## BEGIN Document segment

Which Fuel Causes Deforestation? Key Culprits Ranked

Wood fuel, primarily in the form of firewood and charcoal, is the fuel most directly responsible for deforestation worldwide. In sub-Saharan Africa, where billions of people depend on wood and charcoal for daily cooking, fuelwood accounts for more than half (52%) of all forest degradation. Biofuels like palm oil biodiesel also contribute to forest loss, though their impact operates differently, driven by industrial-scale land clearing rather than household-level harvesting.

Charcoal and Firewood: The Biggest Fuel Threat

Roughly 2.4 billion people around the world cook with wood or charcoal as their primary energy source. In much of sub-Saharan Africa, South Asia, and parts of Southeast Asia, gathering firewood or buying charcoal is a daily necessity, not a lifestyle choice. This constant demand strips forests at a pace that often outrun regrowth, especially near growing cities.

Charcoal production is particularly destructive because the conversion process is inefficient. It takes roughly 5 to 10 kilograms of raw wood to produce a single kilogram of charcoal using traditional earth kilns. Trees are felled, stacked, and slowly burned under low-oxygen conditions, and the surrounding forest is progressively thinned outward from population centers. A study in Tete, Mozambique found that urban charcoal demand in 2014 degraded about 65 square kilometers of forest. With population growth and urbanization, researchers projected that figure could more than triple to 212 square kilometers by 2040 if production patterns stayed the same.

## END Document segment
## BEGIN Material shown

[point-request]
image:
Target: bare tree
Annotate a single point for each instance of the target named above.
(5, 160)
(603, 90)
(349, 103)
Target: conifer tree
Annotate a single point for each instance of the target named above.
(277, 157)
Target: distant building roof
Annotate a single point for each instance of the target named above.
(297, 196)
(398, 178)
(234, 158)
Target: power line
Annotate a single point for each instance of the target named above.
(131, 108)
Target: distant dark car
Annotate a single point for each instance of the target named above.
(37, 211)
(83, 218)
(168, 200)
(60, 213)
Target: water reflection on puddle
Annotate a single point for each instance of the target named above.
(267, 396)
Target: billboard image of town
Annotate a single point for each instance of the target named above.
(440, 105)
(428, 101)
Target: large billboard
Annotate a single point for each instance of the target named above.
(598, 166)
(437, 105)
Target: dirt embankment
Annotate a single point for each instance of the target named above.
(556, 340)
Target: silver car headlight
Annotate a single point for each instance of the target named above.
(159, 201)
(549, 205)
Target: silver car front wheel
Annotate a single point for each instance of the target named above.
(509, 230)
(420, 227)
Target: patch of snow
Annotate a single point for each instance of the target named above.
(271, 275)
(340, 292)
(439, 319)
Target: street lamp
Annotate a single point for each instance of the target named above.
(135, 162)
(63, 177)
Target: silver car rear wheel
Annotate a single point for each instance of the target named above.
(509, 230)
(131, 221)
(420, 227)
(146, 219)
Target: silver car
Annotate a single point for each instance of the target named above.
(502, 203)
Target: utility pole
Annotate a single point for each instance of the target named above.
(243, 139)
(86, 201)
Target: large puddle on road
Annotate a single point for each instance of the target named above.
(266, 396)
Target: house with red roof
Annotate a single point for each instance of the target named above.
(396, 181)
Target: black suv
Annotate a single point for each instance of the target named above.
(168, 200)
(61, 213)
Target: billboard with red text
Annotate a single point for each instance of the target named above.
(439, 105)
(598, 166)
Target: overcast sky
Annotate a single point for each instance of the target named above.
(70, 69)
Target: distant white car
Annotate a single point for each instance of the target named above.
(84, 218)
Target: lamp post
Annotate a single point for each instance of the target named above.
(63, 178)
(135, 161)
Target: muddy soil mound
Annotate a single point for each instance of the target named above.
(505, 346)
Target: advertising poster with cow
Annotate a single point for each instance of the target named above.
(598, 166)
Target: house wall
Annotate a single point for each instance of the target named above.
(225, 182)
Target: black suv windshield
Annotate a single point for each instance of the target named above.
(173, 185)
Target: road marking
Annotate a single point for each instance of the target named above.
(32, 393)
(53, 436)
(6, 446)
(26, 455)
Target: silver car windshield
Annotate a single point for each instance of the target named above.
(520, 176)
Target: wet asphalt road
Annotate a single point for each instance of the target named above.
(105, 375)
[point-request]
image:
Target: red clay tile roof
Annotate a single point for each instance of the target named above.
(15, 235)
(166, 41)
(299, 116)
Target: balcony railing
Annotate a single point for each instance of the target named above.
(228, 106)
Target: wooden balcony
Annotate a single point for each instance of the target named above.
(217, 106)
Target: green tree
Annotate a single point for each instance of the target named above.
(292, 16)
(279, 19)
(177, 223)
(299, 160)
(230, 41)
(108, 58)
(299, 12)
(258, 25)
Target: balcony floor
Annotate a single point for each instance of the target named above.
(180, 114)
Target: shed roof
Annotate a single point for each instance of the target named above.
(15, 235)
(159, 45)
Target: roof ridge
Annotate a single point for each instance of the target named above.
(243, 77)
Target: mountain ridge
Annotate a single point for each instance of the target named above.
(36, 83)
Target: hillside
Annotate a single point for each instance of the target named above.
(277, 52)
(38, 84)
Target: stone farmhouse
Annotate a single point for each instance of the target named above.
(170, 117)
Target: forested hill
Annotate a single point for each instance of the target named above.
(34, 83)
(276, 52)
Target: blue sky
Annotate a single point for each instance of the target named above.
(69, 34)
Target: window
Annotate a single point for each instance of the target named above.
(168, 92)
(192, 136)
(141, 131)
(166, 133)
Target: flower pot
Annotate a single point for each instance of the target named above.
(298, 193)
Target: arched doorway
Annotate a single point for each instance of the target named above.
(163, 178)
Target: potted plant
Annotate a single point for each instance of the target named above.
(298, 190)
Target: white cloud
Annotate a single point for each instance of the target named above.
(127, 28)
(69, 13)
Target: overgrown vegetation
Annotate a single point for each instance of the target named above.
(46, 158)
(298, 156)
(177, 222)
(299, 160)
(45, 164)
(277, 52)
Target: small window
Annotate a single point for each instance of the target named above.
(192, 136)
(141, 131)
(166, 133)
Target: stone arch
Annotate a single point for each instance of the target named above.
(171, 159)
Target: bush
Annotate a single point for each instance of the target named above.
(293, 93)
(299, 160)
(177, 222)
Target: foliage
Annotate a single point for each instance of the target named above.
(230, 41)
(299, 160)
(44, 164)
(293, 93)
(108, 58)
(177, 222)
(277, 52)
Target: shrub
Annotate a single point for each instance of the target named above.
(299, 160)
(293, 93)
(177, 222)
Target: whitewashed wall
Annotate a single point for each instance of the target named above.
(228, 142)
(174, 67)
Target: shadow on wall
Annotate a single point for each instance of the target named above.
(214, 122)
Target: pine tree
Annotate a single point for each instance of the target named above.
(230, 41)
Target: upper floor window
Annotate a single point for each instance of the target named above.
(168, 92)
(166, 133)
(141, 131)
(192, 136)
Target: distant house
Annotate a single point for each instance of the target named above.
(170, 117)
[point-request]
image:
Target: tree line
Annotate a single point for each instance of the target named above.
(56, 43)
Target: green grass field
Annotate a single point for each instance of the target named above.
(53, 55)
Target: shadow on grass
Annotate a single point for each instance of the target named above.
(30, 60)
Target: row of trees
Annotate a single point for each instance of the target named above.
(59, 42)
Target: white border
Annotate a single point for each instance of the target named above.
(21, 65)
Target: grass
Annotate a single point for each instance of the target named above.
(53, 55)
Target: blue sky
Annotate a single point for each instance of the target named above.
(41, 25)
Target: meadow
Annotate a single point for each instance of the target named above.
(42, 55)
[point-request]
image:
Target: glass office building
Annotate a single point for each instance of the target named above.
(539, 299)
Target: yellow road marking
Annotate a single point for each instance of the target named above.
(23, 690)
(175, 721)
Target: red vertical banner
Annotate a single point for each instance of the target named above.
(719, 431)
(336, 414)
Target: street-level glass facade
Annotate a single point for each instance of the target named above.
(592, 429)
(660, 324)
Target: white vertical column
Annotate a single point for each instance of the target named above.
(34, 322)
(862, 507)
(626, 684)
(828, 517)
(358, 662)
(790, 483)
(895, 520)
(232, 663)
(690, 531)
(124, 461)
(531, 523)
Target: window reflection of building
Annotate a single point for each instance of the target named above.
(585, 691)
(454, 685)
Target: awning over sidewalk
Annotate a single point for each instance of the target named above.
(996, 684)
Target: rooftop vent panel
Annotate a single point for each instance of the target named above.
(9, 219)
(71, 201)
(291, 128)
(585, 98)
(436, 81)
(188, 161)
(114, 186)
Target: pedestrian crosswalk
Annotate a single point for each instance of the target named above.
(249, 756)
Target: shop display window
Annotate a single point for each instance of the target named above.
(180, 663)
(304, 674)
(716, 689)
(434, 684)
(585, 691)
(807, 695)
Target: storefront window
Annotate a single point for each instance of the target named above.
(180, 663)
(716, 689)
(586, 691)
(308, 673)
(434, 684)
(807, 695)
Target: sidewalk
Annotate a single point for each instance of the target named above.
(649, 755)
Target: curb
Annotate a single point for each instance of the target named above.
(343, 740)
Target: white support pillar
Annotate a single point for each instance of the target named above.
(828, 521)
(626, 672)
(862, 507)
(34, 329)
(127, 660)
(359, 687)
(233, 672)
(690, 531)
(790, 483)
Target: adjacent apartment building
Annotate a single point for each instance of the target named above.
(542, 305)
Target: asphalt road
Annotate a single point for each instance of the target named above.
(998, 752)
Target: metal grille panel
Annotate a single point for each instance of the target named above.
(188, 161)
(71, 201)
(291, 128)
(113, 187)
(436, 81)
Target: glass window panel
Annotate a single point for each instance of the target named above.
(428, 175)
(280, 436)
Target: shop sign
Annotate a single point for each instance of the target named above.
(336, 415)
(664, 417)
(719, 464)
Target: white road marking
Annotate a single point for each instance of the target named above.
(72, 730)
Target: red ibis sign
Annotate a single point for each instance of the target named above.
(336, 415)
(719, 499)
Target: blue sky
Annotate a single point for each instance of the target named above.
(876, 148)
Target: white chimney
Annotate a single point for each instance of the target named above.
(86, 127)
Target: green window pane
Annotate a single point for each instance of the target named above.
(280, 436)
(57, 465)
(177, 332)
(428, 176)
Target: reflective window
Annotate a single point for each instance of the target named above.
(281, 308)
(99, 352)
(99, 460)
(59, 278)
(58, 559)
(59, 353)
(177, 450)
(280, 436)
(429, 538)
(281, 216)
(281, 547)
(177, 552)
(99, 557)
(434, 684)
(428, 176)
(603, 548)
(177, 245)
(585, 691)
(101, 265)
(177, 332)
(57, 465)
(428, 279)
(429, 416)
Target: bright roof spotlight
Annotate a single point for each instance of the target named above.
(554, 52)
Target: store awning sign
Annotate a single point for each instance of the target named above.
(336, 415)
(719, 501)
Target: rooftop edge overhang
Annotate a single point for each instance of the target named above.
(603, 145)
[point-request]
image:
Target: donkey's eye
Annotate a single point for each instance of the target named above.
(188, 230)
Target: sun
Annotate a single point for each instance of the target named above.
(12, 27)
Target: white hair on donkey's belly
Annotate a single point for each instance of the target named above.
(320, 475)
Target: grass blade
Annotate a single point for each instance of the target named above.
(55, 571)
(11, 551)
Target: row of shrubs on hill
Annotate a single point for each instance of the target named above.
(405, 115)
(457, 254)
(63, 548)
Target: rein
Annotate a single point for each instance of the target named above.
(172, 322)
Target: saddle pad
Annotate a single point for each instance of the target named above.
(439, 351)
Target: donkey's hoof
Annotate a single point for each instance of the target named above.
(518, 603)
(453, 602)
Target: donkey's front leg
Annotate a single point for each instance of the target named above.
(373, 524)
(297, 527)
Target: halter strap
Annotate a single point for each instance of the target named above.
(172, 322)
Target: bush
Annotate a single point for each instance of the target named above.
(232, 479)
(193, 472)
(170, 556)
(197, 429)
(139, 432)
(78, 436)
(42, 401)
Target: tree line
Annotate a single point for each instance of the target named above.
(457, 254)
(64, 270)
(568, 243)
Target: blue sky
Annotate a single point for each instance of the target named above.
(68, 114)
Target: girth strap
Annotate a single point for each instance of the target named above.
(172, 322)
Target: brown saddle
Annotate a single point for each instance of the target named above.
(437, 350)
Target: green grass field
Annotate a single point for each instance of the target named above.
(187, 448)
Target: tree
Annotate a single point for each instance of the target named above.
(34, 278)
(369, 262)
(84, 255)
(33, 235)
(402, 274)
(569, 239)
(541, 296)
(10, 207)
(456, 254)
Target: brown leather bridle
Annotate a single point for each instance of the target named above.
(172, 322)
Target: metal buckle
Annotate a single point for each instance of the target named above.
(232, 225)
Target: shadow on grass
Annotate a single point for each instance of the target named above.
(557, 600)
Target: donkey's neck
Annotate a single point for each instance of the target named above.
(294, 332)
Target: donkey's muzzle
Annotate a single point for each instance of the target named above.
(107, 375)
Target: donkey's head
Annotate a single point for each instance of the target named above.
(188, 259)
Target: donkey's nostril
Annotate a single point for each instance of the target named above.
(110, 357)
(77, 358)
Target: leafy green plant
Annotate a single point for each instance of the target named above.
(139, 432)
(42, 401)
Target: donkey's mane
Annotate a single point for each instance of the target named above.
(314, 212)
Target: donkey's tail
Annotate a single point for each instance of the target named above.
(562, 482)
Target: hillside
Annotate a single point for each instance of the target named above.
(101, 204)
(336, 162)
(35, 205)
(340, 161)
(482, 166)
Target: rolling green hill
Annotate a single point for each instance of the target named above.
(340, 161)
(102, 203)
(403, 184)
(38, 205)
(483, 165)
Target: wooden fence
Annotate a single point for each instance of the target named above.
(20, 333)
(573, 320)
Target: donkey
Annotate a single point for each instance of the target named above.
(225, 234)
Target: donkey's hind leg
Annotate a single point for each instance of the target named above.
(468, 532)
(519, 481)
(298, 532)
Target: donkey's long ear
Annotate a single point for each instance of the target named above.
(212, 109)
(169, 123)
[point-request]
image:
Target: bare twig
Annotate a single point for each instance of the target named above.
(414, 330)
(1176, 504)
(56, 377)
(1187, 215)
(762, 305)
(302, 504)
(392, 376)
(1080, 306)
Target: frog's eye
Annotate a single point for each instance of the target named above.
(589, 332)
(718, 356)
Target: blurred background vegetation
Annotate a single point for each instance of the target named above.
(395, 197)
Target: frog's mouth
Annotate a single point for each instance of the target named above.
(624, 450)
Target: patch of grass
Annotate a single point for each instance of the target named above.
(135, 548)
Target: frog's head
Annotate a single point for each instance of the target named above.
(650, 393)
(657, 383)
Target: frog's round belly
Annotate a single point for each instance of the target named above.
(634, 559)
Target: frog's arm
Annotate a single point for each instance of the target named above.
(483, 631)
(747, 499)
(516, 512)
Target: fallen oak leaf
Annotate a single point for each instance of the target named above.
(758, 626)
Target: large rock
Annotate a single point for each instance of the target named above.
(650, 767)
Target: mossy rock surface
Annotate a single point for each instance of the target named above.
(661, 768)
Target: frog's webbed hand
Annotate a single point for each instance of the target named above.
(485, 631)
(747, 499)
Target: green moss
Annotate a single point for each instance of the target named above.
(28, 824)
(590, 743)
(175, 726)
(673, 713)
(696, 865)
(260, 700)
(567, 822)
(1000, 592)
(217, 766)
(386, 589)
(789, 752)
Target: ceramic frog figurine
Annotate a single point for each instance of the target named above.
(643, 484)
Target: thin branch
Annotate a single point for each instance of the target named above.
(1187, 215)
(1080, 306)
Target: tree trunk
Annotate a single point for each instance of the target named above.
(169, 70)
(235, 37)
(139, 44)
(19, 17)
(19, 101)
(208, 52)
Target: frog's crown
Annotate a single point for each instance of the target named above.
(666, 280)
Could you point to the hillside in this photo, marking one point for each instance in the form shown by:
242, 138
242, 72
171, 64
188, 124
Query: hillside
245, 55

## END Material shown

Exercise
Copy out the entire article on fuels and deforestation word for word.

Exercise answer
Which Fuel Causes Deforestation? Key Culprits Ranked

Wood fuel, primarily in the form of firewood and charcoal, is the fuel most directly responsible for deforestation worldwide. In sub-Saharan Africa, where billions of people depend on wood and charcoal for daily cooking, fuelwood accounts for more than half (52%) of all forest degradation. Biofuels like palm oil biodiesel also contribute to forest loss, though their impact operates differently, driven by industrial-scale land clearing rather than household-level harvesting.

Charcoal and Firewood: The Biggest Fuel Threat

Roughly 2.4 billion people around the world cook with wood or charcoal as their primary energy source. In much of sub-Saharan Africa, South Asia, and parts of Southeast Asia, gathering firewood or buying charcoal is a daily necessity, not a lifestyle choice. This constant demand strips forests at a pace that often outrun regrowth, especially near growing cities.

Charcoal production is particularly destructive because the conversion process is inefficient. It takes roughly 5 to 10 kilograms of raw wood to produce a single kilogram of charcoal using traditional earth kilns. Trees are felled, stacked, and slowly burned under low-oxygen conditions, and the surrounding forest is progressively thinned outward from population centers. A study in Tete, Mozambique found that urban charcoal demand in 2014 degraded about 65 square kilometers of forest. With population growth and urbanization, researchers projected that figure could more than triple to 212 square kilometers by 2040 if production patterns stayed the same.